WHAT THE TASK ASKS — Write the next part of the lesson on sampling and logging below, starting right after its final heading on the advantages of sampling in observability.

[PAGE EXTRACT]

# What you'll learn

After watching this video, you'll be able to **explain the concept of sampling and logging**.

# Need for Sampling

![image.png](attachment:bf692872-eb55-4e34-8872-1ac704a16c4e.png)

* In Cloud environments and software systems, you may have large-scale applications deployed across multiple instances.
* These applications may generate a high volume of logs, which can become challenging to handle efficiently.
* Sampling and the logging infrastructure can help to optimize log processing and reduce costs.

![image.png](attachment:3c82658c-39cd-43ba-9a58-d686e7876e02.png)

* Sampling and logging is a practice of collecting only a subset of log events for analysis or storage.
* Instead of logging every single event or piece of data, a subset is selected at random or by some other criteria for recording.
* This can help reduce the amount of storage required for log data and make it easier to manage and analyze.

# Sampling strategies

![image.png](attachment:d1e30457-3de3-49c5-a2b7-e743f2bdc230.png)

Sampling strategies refer to the techniques used to select a subset of log records for analysis and storage.

There are several sampling strategies commonly used in logging.

* The **time-based sampling** selects log records at fixed time intervals, such as every minute or every hour.
* The **size-based sampling** technique selects log records based on their size, such as selecting only records that exceed a certain threshold.
* The **random sampling** technique randomly selects log records from a larger set for analysis.
* The **event-based sampling** technique selects log records based on specific events such as errors or warnings.
* Finally, the **weighted sampling** technique assigns weights to log records based on their importance or relevance, and then samples accordingly.

It is important to carefully consider which strategy is most appropriate for your needs before implementing it in your logging system.


# Examples of sampling

![image.png](attachment:48ea8115-4a6a-4be0-b65e-dda6132c5bc7.png)

Let's explore a few examples of how sampling can be used in observability to gain insights into system performance and identify potential issues.
* **CPU sampling** is about sampling the CPU usage of an application at regular intervals to determine its performance characteristics.
* **Network packet sampling** is about collecting a sample of network packets flowing through the network to identify issues with the network traffic.
* **Sampling tracing data** from distributed systems helps in identifying bottlenecks and other issues.
* **Log sampling** is about collecting logs from various sources across the system, sampling them for analysis and identifying unusual trends or patterns.
* **Error rate sampling** is about identifying and sampling errors generated by an application to trace down critical issues that need immediate attention.
* **User behavior sampling** is about analyzing user behavior through sampling data such as click streams, mouse movements, and other user interactions to improve the user experience.


# Advantages of sampling in observability

![image.png](attachment:14c4541b-53d9-4696-8f3c-a0f047795940.png)

[/PAGE EXTRACT]
[RECORD EXCERPTS]

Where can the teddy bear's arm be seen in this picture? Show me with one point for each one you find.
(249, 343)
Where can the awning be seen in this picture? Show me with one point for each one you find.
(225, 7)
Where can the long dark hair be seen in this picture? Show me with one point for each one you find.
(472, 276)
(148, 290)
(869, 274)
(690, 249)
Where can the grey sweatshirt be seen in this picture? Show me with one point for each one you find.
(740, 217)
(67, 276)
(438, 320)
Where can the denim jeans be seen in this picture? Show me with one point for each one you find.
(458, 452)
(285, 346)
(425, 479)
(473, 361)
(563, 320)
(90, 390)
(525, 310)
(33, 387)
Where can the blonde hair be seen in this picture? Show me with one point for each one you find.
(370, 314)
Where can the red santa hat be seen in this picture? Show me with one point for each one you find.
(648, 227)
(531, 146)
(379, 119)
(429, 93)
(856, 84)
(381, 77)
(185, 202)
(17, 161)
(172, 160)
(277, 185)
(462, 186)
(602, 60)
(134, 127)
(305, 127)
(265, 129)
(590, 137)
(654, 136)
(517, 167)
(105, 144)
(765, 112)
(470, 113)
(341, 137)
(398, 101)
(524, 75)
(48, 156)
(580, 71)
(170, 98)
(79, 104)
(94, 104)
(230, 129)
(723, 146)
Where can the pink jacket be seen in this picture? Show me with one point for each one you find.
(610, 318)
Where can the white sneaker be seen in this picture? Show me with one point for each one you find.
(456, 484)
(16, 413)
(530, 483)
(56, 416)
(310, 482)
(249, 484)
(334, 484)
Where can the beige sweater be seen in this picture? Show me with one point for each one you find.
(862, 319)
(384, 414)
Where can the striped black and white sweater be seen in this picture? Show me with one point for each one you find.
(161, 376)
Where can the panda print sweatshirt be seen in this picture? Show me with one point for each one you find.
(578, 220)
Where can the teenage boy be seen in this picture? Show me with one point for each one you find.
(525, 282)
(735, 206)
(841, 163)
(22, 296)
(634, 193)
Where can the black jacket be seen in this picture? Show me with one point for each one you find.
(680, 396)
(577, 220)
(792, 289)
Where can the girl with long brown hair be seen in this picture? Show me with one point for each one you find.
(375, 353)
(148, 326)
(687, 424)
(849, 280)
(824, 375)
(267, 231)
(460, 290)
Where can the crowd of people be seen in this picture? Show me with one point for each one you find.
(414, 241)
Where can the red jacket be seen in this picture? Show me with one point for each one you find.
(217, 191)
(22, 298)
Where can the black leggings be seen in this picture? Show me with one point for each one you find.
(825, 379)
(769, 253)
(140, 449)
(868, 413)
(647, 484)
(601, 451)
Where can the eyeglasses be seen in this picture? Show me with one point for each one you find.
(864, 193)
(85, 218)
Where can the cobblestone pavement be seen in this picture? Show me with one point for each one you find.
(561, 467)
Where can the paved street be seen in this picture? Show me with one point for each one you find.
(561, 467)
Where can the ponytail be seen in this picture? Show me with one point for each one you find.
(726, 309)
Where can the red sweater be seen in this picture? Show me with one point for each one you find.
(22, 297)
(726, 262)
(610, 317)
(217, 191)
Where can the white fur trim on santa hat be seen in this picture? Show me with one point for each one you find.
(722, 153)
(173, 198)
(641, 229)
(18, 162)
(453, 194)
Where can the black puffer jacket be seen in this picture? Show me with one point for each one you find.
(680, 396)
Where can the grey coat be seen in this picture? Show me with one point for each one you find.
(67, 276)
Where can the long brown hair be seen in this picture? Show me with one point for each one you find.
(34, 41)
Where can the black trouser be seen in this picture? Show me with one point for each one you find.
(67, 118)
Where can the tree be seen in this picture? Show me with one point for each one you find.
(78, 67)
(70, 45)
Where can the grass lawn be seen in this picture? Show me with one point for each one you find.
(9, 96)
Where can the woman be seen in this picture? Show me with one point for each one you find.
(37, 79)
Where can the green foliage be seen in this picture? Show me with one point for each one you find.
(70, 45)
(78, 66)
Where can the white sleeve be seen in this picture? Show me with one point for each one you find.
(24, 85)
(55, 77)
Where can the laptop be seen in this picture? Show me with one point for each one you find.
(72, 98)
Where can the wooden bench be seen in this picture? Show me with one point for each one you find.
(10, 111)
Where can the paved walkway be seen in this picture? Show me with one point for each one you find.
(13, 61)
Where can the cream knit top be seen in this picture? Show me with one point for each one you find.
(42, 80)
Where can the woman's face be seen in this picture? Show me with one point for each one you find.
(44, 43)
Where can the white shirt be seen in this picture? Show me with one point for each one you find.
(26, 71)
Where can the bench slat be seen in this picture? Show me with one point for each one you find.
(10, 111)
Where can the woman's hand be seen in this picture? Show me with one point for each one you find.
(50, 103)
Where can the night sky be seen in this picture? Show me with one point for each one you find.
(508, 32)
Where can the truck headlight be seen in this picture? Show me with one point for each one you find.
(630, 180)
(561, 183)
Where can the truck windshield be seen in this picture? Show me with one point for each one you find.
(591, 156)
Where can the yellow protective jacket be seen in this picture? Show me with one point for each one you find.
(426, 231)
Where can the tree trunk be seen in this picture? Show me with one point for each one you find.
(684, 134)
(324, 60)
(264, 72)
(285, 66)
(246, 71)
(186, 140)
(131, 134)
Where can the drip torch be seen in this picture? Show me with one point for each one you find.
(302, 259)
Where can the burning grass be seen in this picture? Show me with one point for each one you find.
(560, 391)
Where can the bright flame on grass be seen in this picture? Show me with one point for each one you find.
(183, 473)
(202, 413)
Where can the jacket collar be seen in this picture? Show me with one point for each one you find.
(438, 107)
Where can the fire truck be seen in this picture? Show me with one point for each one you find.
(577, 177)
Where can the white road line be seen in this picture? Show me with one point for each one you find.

[/RECORD EXCERPTS]

WRITTEN ANSWER —
Moving further, let us identify the advantages of using sampling and observability.
* **Reduced overhead**: Sampling reduces the amount of data collected, which in turn reduces the computational overhead and storage requirements.
* **Enhanced performance**: With less data to process, analysis and visualization can be performed more quickly, resulting in faster response times.
* **Cost-effectiveness**: By using sampling, organizations can reduce their storage costs while still getting valuable insights into system behavior.
* **Scalability**: Sampling can help with scalability challenges by allowing organizations to analyze a small portion of the data, making it easier to scale up monitoring capabilities as needed.

# Disadvantages of sampling in observability

![image.png](attachment:288d686f-57ca-46a2-abb4-5738aad6cf11.png)

It's also important to explore the disadvantages of sampling in observability.
* **Missing details**:
    * You should understand that sampling may not capture all the details.
    * Analyzing only a portion of the data can result in important information being overlooked, potentially impacting the system.
* **Inaccurate**:
    * Sampling may not be accurate and does not always represent the actual data.
    * The accuracy of sample data depends on how well the sample represents the overall population.
* **Limited resolution**:
    * Sampling and monitoring systems limits resolution.
    * With only a portion of the events captured, obtaining a detailed view of the system activity is challenging.
* **Mask outliers**: 
    * Sampling may also mask outliers.
    * Rare outliers missed by sampling can contained vital system issue insights, risking unnoticed problems.
* Finally, sampling can make it **challenging to diagnose complex performance issues** that arise from interactions between multiple variables and dependencies within a system.

# Summary

![image.png](attachment:7ac1341d-c998-4efa-8477-1c869836da26.png)

In this video, you learned that:
* Sampling and logging is the practice of collecting only a subset of log events for analysis and storage.
* Sampling strategies commonly used in logging are time-based sampling, size-based sampling, random sampling, event-based sampling, and weighted sampling.
* Some of the advantages of using sampling are reduced overhead, enhanced performance, cost-effectiveness, and improved accuracy.
* Some of the disadvantages are missing details, inaccurate data, limited resolution, and masked outliers.